L to R: Celebrating saying yes to my new place; getting the keys; waiting for the utilities guy |
I had a dream about the apartment the night I emailed Craigslist poster who'd shared the listing online. In my dream, the landlord sent me back a harsh, one-line message informing me that the apartment had gone to someone who she deemed a better prospective tenant. The listing was online for less than 24 hours before being snatched up by someone who was faster on the hunt than me.
It was one of those "Did that really happen or did I dream it?" scenarios, so realistic that I woke up feeling like I'd just read a rejection email dashing my Cleveland apartment dreams. That next day, I compulsively checked my email, certain my dream was actually a premonition.
I don't know why I felt so immediately attached to that apartment. I'd only seen four photos of it, & they weren't even particularly descriptive ones. But I saw the bay windows, & I saw the wood floors, & I saw the affordable rent in a difficult-to-afford Cleveland neighborhood, & I just had a feeling, you know? I had a feeling that apartment was going to be my home, & I desperately wanted it to be.

Dataset items
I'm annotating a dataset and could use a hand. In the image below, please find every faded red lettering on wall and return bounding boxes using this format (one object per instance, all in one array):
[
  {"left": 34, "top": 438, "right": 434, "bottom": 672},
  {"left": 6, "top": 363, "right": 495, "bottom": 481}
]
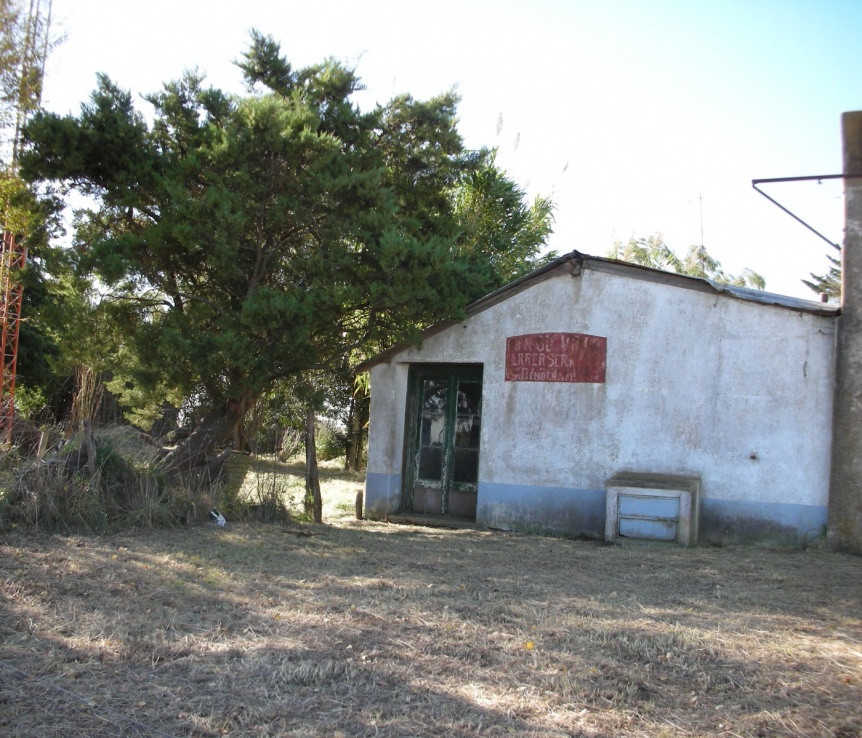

**Work instructions**
a) Answer these questions about the piece on the Cleveland apartment:
(i) How many photos of the apartment had the writer seen?
(ii) In the dream, what reason did the landlord's message give for the apartment going to someone else?
(iii) What did the writer do compulsively the day after the dream?
b) Extend the piece on the Cleveland apartment with new prose that picks up after its final sentence.

**Answers to the exercises**
a)
(i) Four.
(ii) The landlord deemed that person a better prospective tenant.
(iii) The writer checked their email.

b)
Earlier that day, I had come home from a Fourth of July weekend in Cincinnati feeling like I was going to explode if I didn't start looking for apartments immediately. After spending some time in a city again, I remembered that I just really love cities & desperately wanted to live in one again. I also realized that I'd become uncomfortable with my standard response to people who asked what I was up to since moving home. "I'm planning to move to Cleveland," I'd tell them, but it was just an intangible dream. I was doing no actual planning because I was scared.
But then my desire to get the proverbial ball rolling bubbled up & spilled over, & I had to do something. That same night, I took to Craigslist & PadMapper, to Apartment.com & Rent.com, emailing anyone whose listing seemed like it fit my criteria, which included:
- Apartment, not a house
- Preferably in a managed building
- No roommates
- In a desirable neighborhood
- Preferably with an actual Cleveland address
- Allows cats
That night came the dream, & the next day came all the repeated refreshing of my email inbox. Halfway through the day, a response arrived. My palms sweating & my heart beating loudly, I felt certain that when I opened it, it would tell me the place had already been claimed.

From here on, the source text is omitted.